Exercise
Here are some records. Repeat them all exactly.

Referring expression data
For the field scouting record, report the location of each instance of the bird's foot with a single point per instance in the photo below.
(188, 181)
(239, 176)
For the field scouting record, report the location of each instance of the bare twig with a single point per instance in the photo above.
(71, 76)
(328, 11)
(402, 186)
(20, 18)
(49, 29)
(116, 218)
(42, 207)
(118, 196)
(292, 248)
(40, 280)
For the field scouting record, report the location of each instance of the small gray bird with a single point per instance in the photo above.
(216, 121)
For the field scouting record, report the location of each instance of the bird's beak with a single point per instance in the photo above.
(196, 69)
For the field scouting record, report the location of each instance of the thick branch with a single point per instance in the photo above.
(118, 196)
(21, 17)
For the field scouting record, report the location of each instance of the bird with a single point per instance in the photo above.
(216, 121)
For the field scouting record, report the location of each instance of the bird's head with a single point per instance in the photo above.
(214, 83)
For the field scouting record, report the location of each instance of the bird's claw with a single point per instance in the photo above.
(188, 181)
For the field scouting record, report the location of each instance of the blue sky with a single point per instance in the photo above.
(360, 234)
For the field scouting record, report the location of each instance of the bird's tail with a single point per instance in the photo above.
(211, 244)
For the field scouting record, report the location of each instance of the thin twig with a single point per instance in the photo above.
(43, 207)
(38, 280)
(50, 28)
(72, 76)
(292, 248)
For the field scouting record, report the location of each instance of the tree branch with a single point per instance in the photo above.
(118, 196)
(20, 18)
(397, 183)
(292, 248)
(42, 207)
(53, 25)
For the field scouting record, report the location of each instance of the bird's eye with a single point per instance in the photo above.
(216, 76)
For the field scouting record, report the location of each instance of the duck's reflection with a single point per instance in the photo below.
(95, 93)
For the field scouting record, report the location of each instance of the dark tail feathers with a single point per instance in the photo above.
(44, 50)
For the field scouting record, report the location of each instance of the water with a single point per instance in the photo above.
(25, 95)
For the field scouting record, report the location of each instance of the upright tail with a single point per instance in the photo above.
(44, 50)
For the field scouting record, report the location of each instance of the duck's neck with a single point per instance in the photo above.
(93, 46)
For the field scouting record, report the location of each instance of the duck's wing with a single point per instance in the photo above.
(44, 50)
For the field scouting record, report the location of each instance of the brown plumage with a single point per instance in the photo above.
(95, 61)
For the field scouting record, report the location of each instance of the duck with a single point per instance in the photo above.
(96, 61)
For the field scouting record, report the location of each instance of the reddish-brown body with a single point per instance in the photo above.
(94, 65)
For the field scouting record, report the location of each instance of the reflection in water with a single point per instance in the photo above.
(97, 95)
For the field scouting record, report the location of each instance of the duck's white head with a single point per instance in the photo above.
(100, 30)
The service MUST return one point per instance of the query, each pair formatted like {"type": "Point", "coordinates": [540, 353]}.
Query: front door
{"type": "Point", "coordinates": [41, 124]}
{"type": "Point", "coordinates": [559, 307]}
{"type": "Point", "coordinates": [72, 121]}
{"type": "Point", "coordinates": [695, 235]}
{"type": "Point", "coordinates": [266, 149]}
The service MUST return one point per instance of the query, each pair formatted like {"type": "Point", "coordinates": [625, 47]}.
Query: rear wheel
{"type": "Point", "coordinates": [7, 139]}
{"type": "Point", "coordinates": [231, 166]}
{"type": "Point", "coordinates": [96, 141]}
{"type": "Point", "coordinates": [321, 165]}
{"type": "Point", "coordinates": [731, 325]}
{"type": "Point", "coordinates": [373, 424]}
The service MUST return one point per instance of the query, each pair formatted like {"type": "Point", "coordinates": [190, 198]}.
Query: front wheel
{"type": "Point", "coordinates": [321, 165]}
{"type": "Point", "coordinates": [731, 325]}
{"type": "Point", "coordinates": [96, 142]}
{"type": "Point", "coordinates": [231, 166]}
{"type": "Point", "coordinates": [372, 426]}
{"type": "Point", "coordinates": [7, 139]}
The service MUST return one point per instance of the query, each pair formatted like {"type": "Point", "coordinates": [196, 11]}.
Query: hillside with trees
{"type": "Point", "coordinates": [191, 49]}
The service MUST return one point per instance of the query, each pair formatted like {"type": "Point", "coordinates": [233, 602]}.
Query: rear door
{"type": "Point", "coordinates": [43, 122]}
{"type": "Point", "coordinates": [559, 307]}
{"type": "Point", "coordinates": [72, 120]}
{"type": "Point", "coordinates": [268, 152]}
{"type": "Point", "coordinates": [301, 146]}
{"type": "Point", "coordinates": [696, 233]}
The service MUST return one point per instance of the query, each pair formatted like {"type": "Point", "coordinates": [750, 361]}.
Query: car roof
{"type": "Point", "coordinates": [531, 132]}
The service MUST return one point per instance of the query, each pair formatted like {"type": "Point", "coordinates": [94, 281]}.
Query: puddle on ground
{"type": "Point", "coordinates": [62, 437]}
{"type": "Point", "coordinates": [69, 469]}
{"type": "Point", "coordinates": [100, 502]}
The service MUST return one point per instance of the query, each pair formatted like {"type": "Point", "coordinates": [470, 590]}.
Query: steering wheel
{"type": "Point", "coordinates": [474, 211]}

Output
For the field scouting record, report the location of each instance of the bird's foot with a single point per instance in the photo below.
(188, 181)
(239, 176)
For the field scouting record, report the location of each instance of the bare twig with a single point per instance in the photo above.
(71, 76)
(328, 11)
(402, 186)
(20, 18)
(49, 29)
(116, 218)
(42, 207)
(118, 196)
(292, 248)
(40, 280)
For the field scouting record, report the location of each instance of the small gray bird with a single point per instance in the photo above.
(216, 121)
For the field scouting record, report the location of each instance of the bird's beak with a single point per instance in the photo above.
(196, 69)
For the field scouting record, report the location of each instance of the thick branch with a single point per instance in the photo above.
(118, 196)
(21, 17)
For the field scouting record, report the location of each instance of the bird with a single point per instance in the photo above.
(216, 121)
For the field scouting record, report the location of each instance of the bird's head with a single point per instance in the photo above.
(214, 83)
For the field scouting record, report the location of each instance of the bird's claw with a single point per instance in the photo above.
(188, 181)
For the field scouting record, report the location of each instance of the blue sky with a single point per instance in the photo above.
(360, 234)
For the field scouting record, report the location of each instance of the bird's tail with a single point per instance in the photo above.
(211, 244)
For the field scouting record, report the location of each instance of the thin twig with a single point per instance in the photo above.
(43, 207)
(38, 280)
(50, 28)
(72, 76)
(292, 248)
For the field scouting record, report the location of each instance of the tree branch with a single point per instance in the photo above.
(118, 196)
(20, 18)
(397, 183)
(292, 248)
(42, 207)
(53, 25)
For the field scouting record, report the location of each instance of the bird's eye with a single point per instance in the photo above.
(216, 76)
For the field scouting record, report the location of each instance of the duck's reflection with a single point per instance in the photo below.
(95, 93)
For the field scouting record, report the location of each instance of the dark tail feathers with a single point per instance in the photo above.
(44, 50)
For the field scouting record, report the location of each instance of the water with a single point per instance in the photo above.
(25, 95)
For the field scouting record, report the location of each instance of the upright tail with a single point per instance in the photo above.
(44, 50)
For the field scouting record, report the location of each instance of the duck's neck with a single point per instance in the photo above.
(93, 46)
For the field scouting record, report the location of each instance of the duck's wing with a single point per instance in the photo above.
(44, 50)
For the field scouting record, report the location of each instance of the brown plumage with a single point per instance in the photo above.
(95, 61)
For the field scouting record, report the location of each instance of the duck with a single point per instance in the photo above.
(96, 61)
For the field scouting record, report the location of each instance of the reddish-brown body with a single point per instance in the photo above.
(94, 65)
For the field scouting record, report the location of each instance of the reflection in water with a single point per instance in the photo above.
(97, 95)
For the field scouting record, report the location of each instance of the duck's white head with a single point per instance in the photo above.
(100, 30)
The service MUST return one point per instance of the query, each pair formatted like {"type": "Point", "coordinates": [540, 353]}.
Query: front door
{"type": "Point", "coordinates": [41, 124]}
{"type": "Point", "coordinates": [559, 307]}
{"type": "Point", "coordinates": [72, 121]}
{"type": "Point", "coordinates": [695, 235]}
{"type": "Point", "coordinates": [266, 149]}
The service MUST return one point per instance of the query, each pair formatted like {"type": "Point", "coordinates": [625, 47]}.
Query: rear wheel
{"type": "Point", "coordinates": [7, 139]}
{"type": "Point", "coordinates": [231, 166]}
{"type": "Point", "coordinates": [96, 141]}
{"type": "Point", "coordinates": [321, 165]}
{"type": "Point", "coordinates": [731, 325]}
{"type": "Point", "coordinates": [373, 424]}
The service MUST return one point per instance of the query, each pair formatted like {"type": "Point", "coordinates": [190, 198]}.
Query: front wheel
{"type": "Point", "coordinates": [321, 165]}
{"type": "Point", "coordinates": [731, 325]}
{"type": "Point", "coordinates": [96, 142]}
{"type": "Point", "coordinates": [231, 166]}
{"type": "Point", "coordinates": [372, 426]}
{"type": "Point", "coordinates": [7, 139]}
The service MUST return one point per instance of the query, each pair formatted like {"type": "Point", "coordinates": [196, 11]}.
Query: hillside with trees
{"type": "Point", "coordinates": [191, 49]}
The service MUST return one point per instance of the query, each pair formatted like {"type": "Point", "coordinates": [233, 602]}.
Query: rear door
{"type": "Point", "coordinates": [43, 122]}
{"type": "Point", "coordinates": [559, 307]}
{"type": "Point", "coordinates": [72, 120]}
{"type": "Point", "coordinates": [268, 152]}
{"type": "Point", "coordinates": [301, 146]}
{"type": "Point", "coordinates": [696, 233]}
The service MUST return one point per instance of the query, each pair formatted like {"type": "Point", "coordinates": [750, 361]}.
Query: car roof
{"type": "Point", "coordinates": [531, 132]}
The service MUST return one point per instance of the query, each pair formatted like {"type": "Point", "coordinates": [94, 281]}.
Query: puddle on ground
{"type": "Point", "coordinates": [62, 437]}
{"type": "Point", "coordinates": [69, 469]}
{"type": "Point", "coordinates": [100, 502]}
The service MUST return one point per instance of the query, each pair formatted like {"type": "Point", "coordinates": [470, 590]}.
Query: steering wheel
{"type": "Point", "coordinates": [474, 211]}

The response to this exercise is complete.